| Text extract |
::::::::::

On January 9, 2015, the House of Representative introduced a bill (un-numbered) that would permanently extend the ITFA, banning states and local jurisdictions from imposing any new tax on internet access. The proposed bill removes the current effective dates of November 1, 2003 through October 1, 2015 and changes the effective date to be effective for new taxes imposed after the date of the enactment.  It is not clear if states that have been grandfathered under the existing provision could retain their current tax on internet access but it appears that may be the case.  No formal legislation has been introduced that would incorporate the Marketplace Fairness Act into this bill. The bill is sponsored by House Judiciary Committee Chairman Bob Goodlatte, among others.

 

For our previous news item on this topic, see Internet Tax Freedom Act is Extended Through December 11, 2014.

 

For an update on this news item, see Internet Tax Freedom Act Extended Until December 11, 2015.

 

(Consolidated and Further Continuing Appropriations Act, 2015; H.R. 235)

(02/12/2015)

Colorado has issued a private letter ruling determining if sales tax nexus is established for an online wine retailer by a Colorado-based employee who supports internet sales indirectly. The employee’s job is to identify wine cellars in Colorado to be acquired by the company. The employee is not a sales representative and doesn’t promote the company’s sales. Once a wine cellar has been identified for purchase, a team of company’s employees visits Colorado to inspect and potentially purchase the wine. Sales tax nexus is established in Colorado for the wine retailer for two reasons. While not directly soliciting or promoting the company's sales, the first employee is performing work in Colorado in connection with the company's sales of tangible personal property in the state. In the ruling, the Department of Revenue noted that nexus does not require that the activity creating nexus relate to the taxable transaction at issue. Second, the team of employees who visit Colorado to inspect and purchase wine creates sales tax nexus for the company in Colorado. As a result, the company must collect Colorado sales tax on wine sales that are delivered to a buyer located in Colorado. (PLR 14-005, Colorado Department of Revenue, July 28, 2014, released December 2014)

(12/29/2014)

President Barack Obama has signed federal legislation extending the Internet Tax Freedom Act (ITFA) through December 11, 2014 as part of the joint resolution which made continuing appropriations for fiscal year 2015. The ITFA was previously set to expire on November 1, 2014. The ITFA bars state and local governments from imposing multiple or discriminatory taxes on electronic commerce and taxes on Internet access.

::::::::::

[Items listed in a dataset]
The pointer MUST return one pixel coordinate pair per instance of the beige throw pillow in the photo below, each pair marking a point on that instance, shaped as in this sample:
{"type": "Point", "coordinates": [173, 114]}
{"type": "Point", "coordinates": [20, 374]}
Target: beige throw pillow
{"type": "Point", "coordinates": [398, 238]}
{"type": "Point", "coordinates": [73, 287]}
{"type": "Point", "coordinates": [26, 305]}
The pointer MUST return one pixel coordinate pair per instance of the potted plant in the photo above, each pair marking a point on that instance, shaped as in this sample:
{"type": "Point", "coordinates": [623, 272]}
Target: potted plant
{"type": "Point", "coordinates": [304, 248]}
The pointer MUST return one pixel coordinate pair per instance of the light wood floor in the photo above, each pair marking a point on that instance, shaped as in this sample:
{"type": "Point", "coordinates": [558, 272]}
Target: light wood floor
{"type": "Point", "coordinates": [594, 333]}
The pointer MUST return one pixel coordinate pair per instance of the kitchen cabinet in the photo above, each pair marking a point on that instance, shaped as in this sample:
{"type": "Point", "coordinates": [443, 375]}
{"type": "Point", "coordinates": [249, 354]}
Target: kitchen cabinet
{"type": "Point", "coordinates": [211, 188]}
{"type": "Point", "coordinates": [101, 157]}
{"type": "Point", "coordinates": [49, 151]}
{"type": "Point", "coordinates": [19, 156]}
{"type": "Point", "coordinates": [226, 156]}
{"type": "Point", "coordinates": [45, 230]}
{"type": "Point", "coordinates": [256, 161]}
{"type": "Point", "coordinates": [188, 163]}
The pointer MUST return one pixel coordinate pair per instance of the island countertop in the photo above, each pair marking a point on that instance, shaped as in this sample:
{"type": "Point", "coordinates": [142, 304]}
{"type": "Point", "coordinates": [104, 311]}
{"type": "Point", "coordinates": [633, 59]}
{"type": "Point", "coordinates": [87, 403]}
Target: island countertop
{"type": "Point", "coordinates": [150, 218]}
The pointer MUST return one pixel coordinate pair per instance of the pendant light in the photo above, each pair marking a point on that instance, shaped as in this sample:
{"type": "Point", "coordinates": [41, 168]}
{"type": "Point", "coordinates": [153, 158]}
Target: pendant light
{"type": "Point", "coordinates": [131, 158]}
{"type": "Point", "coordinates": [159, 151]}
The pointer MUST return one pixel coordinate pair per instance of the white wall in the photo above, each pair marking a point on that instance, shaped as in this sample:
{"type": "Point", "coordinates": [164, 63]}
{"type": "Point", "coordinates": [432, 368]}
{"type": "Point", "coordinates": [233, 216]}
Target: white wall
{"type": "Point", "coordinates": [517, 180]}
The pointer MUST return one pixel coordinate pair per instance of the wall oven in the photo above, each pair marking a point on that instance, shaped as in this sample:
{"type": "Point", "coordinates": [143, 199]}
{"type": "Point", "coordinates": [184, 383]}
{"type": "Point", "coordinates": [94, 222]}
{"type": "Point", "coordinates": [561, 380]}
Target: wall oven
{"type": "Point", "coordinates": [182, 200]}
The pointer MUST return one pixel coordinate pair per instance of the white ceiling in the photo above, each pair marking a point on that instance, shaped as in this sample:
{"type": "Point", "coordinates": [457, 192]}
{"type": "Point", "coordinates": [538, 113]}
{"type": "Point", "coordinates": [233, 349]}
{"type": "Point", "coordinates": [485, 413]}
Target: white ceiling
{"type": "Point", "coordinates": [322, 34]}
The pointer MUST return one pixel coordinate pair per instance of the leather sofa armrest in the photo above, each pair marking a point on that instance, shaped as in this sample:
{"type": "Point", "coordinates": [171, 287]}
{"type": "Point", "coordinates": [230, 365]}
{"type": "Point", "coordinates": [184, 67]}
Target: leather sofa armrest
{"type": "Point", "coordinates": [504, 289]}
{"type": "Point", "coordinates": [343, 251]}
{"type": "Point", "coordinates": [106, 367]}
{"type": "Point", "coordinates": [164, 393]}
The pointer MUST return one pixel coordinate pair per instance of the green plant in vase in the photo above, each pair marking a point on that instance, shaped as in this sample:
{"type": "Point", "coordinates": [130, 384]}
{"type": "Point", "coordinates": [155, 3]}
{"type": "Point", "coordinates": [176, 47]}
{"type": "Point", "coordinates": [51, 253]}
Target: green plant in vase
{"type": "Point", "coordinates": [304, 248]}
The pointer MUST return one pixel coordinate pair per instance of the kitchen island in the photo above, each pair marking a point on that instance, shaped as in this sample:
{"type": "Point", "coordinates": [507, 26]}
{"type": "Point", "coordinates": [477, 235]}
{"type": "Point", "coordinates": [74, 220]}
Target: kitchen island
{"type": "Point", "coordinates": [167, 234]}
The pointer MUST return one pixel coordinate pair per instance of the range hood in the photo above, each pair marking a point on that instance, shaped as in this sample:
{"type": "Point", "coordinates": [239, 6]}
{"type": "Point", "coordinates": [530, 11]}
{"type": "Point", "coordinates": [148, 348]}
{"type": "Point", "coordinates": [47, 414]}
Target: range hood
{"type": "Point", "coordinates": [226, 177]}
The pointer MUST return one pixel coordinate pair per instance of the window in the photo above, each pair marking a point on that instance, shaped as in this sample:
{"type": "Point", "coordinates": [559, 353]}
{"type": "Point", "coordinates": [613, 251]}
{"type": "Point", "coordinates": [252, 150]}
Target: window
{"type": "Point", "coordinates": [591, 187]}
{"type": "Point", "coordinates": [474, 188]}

::::::::::

| Set tasks |
A) Translate this sentence from the internet tax news text into Spanish: "The ITFA was previously set to expire on November 1, 2014."
B) According to the internet tax news text, what is the job of the Colorado-based employee of the online wine retailer?
C) Continue the internet tax news text from the point where it stops.

| Responses in order |
A) Anteriormente, estaba previsto que la ITFA expirara el 1 de noviembre de 2014.

B) The employee's job is to identify wine cellars in Colorado for the company to acquire.

C)
For an update to this news item, see Internet Tax Freedom Act Extended Until October 1, 2015, Permanent Extension Introduced.

 

(P.L. 113-164 (H.J. Res. 124), 113th Congress, 2nd Session, Laws 2014)

(09/26/2014)

Colorado Governor John Hickenlooper has signed legislation which creates a rebuttable presumption that an out-of-state retailer has substantial nexus, effective July 1, 2014.  The legislation outlines the types of business activities that create taxable sales for not only a controlled group of corporations but also for unrelated persons who perform activities on behalf of an out of state seller.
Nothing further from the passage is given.